== AIM OF THE TASK ==
Render the records from the line containing "badge and produce a box around each occurrence." through the end of the records as a Markdown table with a Row column numbering each line and a Line column holding it, omitting blank lines.
===============
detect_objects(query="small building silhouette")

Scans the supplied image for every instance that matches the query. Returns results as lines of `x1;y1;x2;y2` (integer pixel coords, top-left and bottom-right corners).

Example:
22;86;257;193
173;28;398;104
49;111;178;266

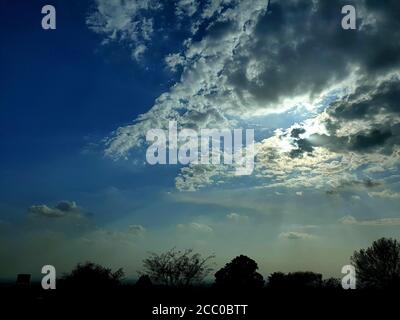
16;273;31;288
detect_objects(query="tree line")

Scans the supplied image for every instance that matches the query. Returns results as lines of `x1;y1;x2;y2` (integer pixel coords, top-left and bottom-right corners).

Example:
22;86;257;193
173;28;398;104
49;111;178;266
61;238;400;290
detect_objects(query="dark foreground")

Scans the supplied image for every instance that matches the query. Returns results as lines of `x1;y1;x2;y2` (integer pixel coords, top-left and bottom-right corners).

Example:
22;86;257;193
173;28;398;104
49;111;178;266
0;286;400;320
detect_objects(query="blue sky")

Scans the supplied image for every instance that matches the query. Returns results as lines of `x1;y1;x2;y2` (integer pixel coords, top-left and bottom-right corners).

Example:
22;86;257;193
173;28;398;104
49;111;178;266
0;0;400;277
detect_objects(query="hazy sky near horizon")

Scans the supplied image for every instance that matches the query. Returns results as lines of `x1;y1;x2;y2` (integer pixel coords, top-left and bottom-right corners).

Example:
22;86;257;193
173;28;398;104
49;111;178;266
0;0;400;278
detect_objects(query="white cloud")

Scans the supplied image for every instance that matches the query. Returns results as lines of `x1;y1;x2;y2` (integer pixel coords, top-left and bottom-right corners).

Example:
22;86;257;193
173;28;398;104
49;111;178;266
128;224;146;235
177;222;213;233
368;189;400;199
86;0;161;60
339;216;400;227
226;212;249;223
278;231;315;240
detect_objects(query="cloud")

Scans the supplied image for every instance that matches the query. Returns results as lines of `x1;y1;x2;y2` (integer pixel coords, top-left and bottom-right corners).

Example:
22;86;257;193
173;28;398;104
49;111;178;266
177;222;213;233
28;201;84;218
368;189;400;199
339;216;400;227
226;212;249;223
278;231;315;240
128;224;146;236
88;0;400;191
86;0;162;60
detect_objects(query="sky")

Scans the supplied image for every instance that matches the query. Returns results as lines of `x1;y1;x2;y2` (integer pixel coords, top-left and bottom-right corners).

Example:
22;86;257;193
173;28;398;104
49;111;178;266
0;0;400;279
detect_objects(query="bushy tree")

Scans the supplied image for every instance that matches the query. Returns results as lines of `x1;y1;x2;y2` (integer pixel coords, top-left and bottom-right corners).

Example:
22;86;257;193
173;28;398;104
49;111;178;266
351;238;400;289
143;248;214;287
215;255;264;289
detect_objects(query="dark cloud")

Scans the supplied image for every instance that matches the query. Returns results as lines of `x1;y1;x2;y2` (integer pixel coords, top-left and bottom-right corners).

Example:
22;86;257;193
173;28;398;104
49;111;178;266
28;201;84;218
326;178;382;195
226;0;400;107
328;77;400;120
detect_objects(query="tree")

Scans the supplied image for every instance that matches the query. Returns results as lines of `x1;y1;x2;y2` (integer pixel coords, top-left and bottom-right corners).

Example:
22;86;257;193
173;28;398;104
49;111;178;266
351;238;400;289
215;255;264;289
267;271;323;290
62;262;124;289
135;274;153;289
143;248;214;287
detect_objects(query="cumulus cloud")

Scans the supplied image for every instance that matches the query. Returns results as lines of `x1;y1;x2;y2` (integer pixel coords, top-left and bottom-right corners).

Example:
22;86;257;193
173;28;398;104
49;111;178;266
88;0;400;191
177;222;213;233
368;189;400;199
86;0;161;60
339;215;400;227
226;212;249;223
128;224;146;235
278;231;315;240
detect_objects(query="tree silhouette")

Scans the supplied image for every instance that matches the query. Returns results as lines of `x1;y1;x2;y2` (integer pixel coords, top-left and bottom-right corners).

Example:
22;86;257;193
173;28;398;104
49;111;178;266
215;255;264;289
135;274;153;289
62;262;124;289
267;271;323;290
351;238;400;289
143;248;214;287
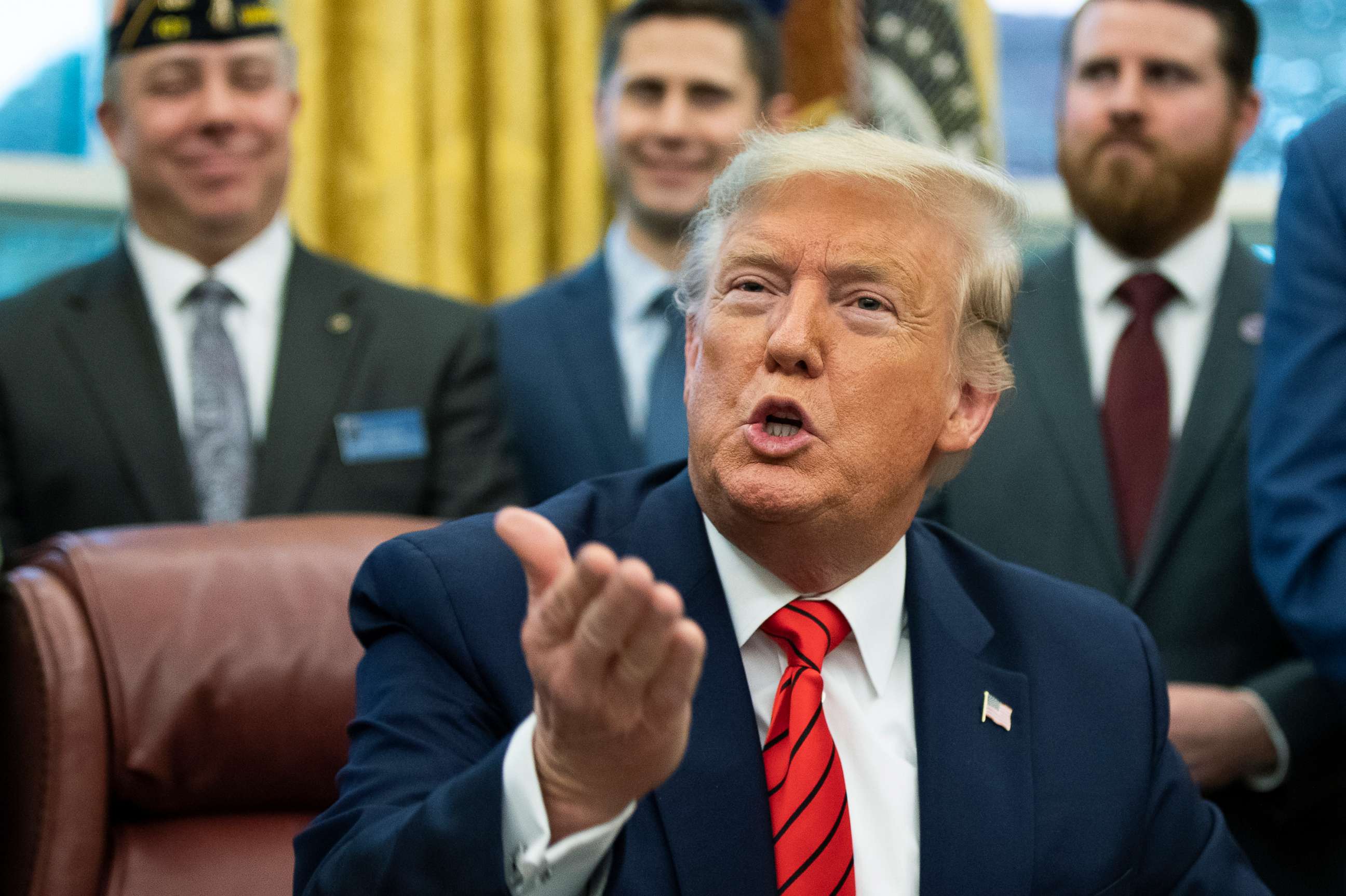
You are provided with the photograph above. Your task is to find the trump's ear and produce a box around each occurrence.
[682,312,701,406]
[935,384,1000,455]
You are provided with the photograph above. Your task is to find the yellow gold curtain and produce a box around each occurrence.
[287,0,626,302]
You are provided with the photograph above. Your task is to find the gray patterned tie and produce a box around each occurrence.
[187,280,253,522]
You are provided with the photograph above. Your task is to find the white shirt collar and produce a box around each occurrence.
[603,218,673,323]
[127,212,295,319]
[1075,211,1233,307]
[701,514,907,696]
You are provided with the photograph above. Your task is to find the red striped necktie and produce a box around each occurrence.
[762,600,855,896]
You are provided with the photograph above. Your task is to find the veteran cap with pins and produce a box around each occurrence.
[107,0,280,59]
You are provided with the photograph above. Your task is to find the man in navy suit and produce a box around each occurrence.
[495,0,790,500]
[1249,104,1346,687]
[295,127,1268,896]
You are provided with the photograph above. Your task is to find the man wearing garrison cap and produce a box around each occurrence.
[0,0,516,555]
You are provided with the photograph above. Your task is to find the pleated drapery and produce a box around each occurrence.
[287,0,626,302]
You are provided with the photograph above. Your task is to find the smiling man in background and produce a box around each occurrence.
[0,0,516,552]
[496,0,791,500]
[930,0,1346,896]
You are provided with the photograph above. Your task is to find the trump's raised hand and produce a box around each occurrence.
[495,507,705,842]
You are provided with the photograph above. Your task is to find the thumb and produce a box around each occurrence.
[495,507,573,603]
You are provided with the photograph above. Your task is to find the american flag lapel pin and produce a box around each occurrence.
[981,690,1014,730]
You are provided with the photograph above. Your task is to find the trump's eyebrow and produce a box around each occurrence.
[720,246,794,270]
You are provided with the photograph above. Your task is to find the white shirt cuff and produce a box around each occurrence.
[1239,687,1289,794]
[501,714,635,896]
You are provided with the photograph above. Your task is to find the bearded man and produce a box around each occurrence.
[295,127,1270,896]
[927,0,1346,893]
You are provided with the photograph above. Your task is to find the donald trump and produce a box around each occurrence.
[296,127,1267,896]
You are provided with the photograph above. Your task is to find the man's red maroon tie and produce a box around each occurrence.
[762,600,855,896]
[1102,273,1176,571]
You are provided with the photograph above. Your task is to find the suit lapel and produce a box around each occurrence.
[59,246,198,522]
[906,522,1034,896]
[1128,239,1268,603]
[630,471,775,896]
[1008,243,1127,593]
[550,253,641,469]
[249,245,375,515]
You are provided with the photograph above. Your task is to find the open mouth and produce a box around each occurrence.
[762,414,803,439]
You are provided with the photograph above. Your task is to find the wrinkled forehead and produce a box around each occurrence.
[1070,0,1219,66]
[716,173,965,287]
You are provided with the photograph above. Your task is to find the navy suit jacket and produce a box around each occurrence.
[1249,104,1346,685]
[491,253,687,502]
[295,466,1267,896]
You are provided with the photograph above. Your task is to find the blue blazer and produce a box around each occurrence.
[1249,104,1346,685]
[491,253,687,502]
[295,466,1267,896]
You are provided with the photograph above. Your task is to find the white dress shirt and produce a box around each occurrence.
[127,214,295,441]
[503,517,921,896]
[1075,214,1233,439]
[603,219,673,439]
[1074,212,1289,791]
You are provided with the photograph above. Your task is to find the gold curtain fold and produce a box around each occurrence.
[287,0,623,303]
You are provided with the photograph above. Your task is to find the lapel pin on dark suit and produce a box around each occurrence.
[327,311,355,336]
[1239,311,1267,346]
[981,690,1014,730]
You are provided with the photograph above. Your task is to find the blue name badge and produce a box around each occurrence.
[335,408,429,464]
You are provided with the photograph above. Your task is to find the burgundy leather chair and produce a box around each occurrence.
[0,517,432,896]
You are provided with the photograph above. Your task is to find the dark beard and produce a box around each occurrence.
[1057,127,1233,259]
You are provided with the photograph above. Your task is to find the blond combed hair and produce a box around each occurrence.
[677,124,1026,487]
[677,124,1026,394]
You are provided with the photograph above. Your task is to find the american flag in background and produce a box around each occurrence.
===============
== COMPLETE ANSWER ==
| Row | Line |
|---|---|
| 1 | You are provided with the photograph above. Your task is to find the blue name badge and produce a box around each occurrence. |
| 2 | [335,408,429,464] |
| 3 | You are provided with the photograph above. Your task is to find the burgundy leather chair and produce a box around each occurrence. |
| 4 | [0,517,432,896] |
| 5 | You are provided with the photograph above. Your task is to find the dark beard and produce a box around each occurrence. |
| 6 | [1057,127,1233,259] |
| 7 | You are provided with the photograph above. Your task is to find the blond combed hair and produce a box around each occurrence. |
| 8 | [677,124,1026,487] |
| 9 | [677,124,1026,394] |
| 10 | You are provided with the photograph above. Your task is to find the american flag in background and produce a box around each occurrence. |